§ SOURCE RECORDS
<<<<
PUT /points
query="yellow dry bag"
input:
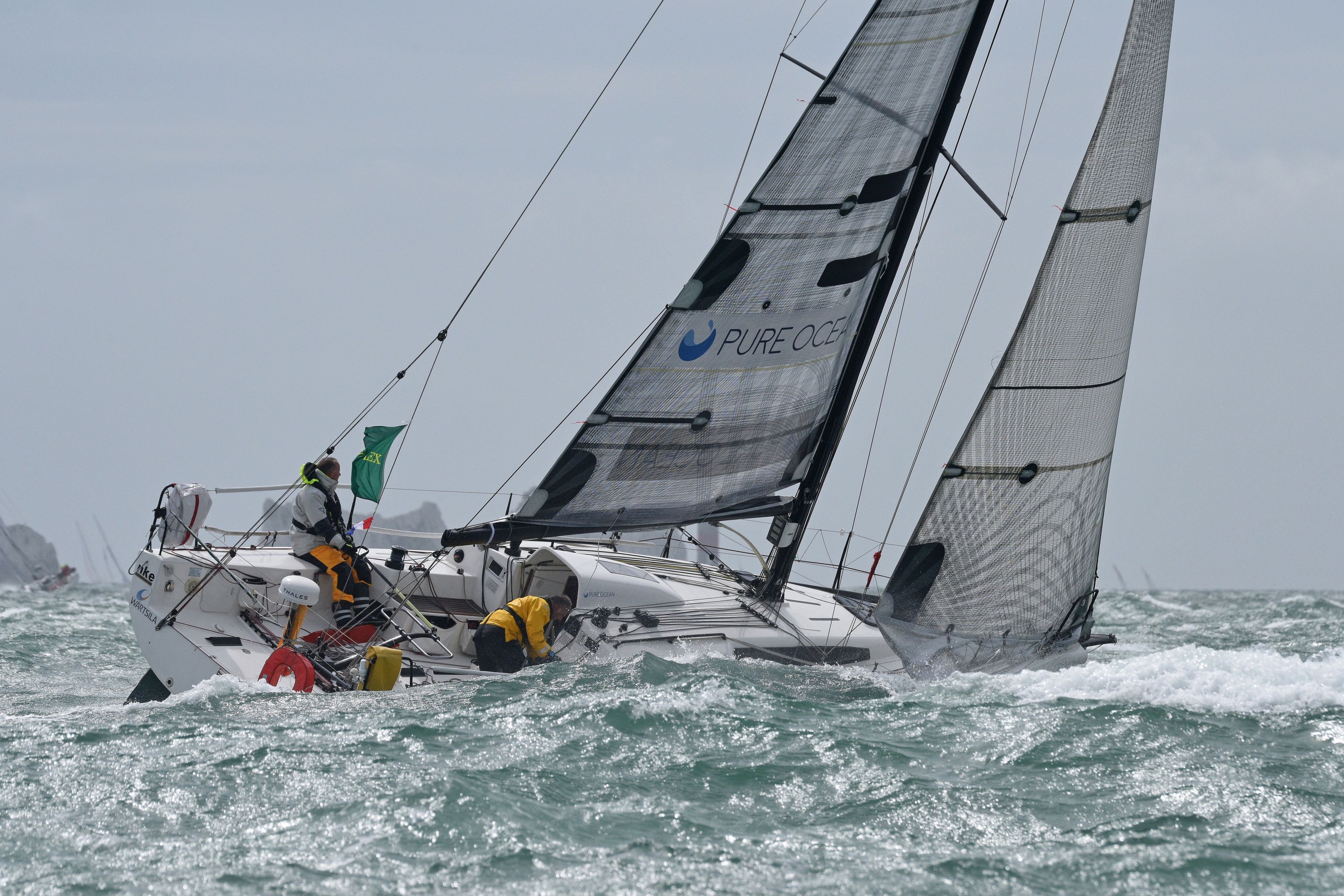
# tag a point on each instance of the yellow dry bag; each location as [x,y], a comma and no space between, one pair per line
[385,665]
>>>>
§ TASK GOAL
Please copy the data above exactly; the pictures do not belong in the copy.

§ EXERCISE RESULT
PUT /points
query="yellow dry bag"
input:
# tag a point on each instance of the yellow dry bag; each location as [x,y], a comma and no space between, one pair per line
[385,665]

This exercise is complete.